_DIRECTIONS FOR THIS TASK_: According to the Cardinals article, what was the team's record after its 2-0 win over the Pirates on June 27, 1978?

_SOURCE_:
St. Louis Cardinals: Is 2021 heading toward another 1978?
In 1978 the season completely came apart early for the St. Louis Cardinals. Is that disastrous season a forewarning for the 2021 Cardinals?
As I write this on June 27, the St. Louis Cardinals just lost three of four games to the Pittsburgh Pirates. They are currently 37-41 and are in 4th place in the NL Central. Now eight games out of the division lead, the Cardinals actually seem much farther back after a 7-2 loss.
However, in 1978, the Cardinals season had already imploded by this time. After a 2-0 win over the the Pirates on June 27th, they were 28-47, 13 games behind the Eastern Division leading Chicago Cubs, and on their third manager of the season.
In other words, the 1978 season was essentially over for the Cardinals. They would eventually finish 69-93, 21 games behind the Eastern Division champs, Philadelphia Phillies.
What happened in 1978 seems to be what happening so far in 2021. Then, as in now, fingers could be pointed at both the hitting and the pitching. Additionally, like in 2021, no one predicted the team in 1978 to struggle like it did.
In other words, the 1978 team, like this current version of the Cardinals, just seemed to have too much talent to struggle as they did. Let’s take a closer look at the 1978 Cardinals.
You would think a team which had a lineup that included Ted Simmons, Keith Hernandez, Garry Templeton, Lou Brock, and George Hendrick, wouldn’t have offensive issues. But in 1978, they did, because several players took a step back from their 1977 performances.
Unexpectedly, subpar performances were seen by Keith Hernandez, Garry Templeton, Lou Brock, and a new arrival, Jerry Morales. To add on, there wasn’t much help on the bench either.
Offensively, the team finished 21st in Batting Average (.249), 25th in OBP (.303), 22nd in SLG (.358), 25th in OPS (.661), and 25th in OPS+ (86). Additionally, they finished in the bottom half in RBI (20th), Runs (23rd), and Sacrifice Hits (24th).

Data records
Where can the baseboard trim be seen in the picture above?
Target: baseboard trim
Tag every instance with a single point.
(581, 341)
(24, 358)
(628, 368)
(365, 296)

_RESPONSE TO THE EXERCISE_: 28-47